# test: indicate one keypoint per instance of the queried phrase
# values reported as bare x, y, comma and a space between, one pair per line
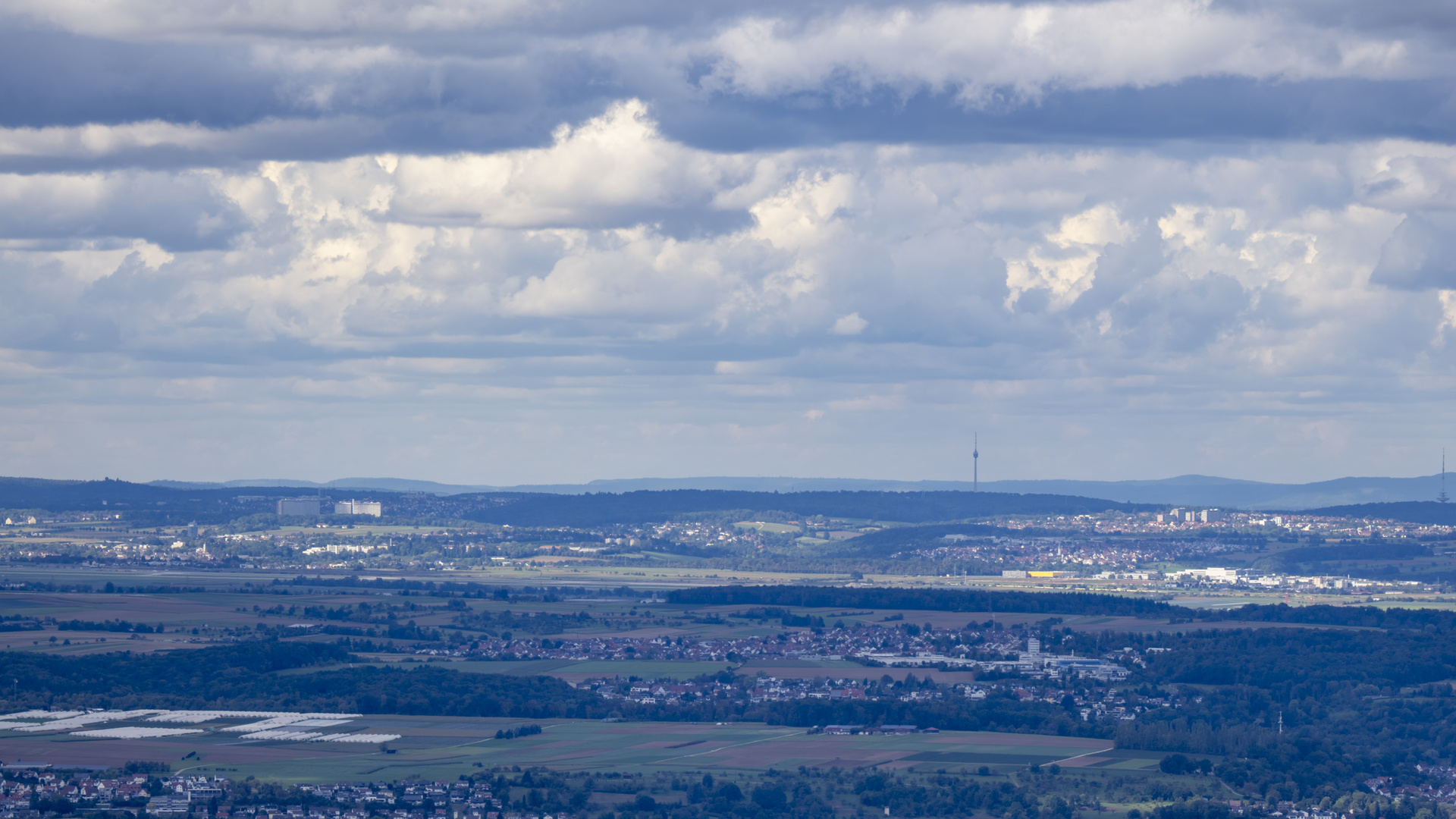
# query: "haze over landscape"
727, 410
500, 243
* * *
**TASK TO CARRY OUT**
Your copy must start at the line that holds "# values reported" and end at the last line of the data, both included; it must contain no pictures.

**SOLUTION TO THIS TASK**
# values reported as bare x, y, comma and a space between, one pair per line
# query: "haze over landscape"
727, 410
500, 243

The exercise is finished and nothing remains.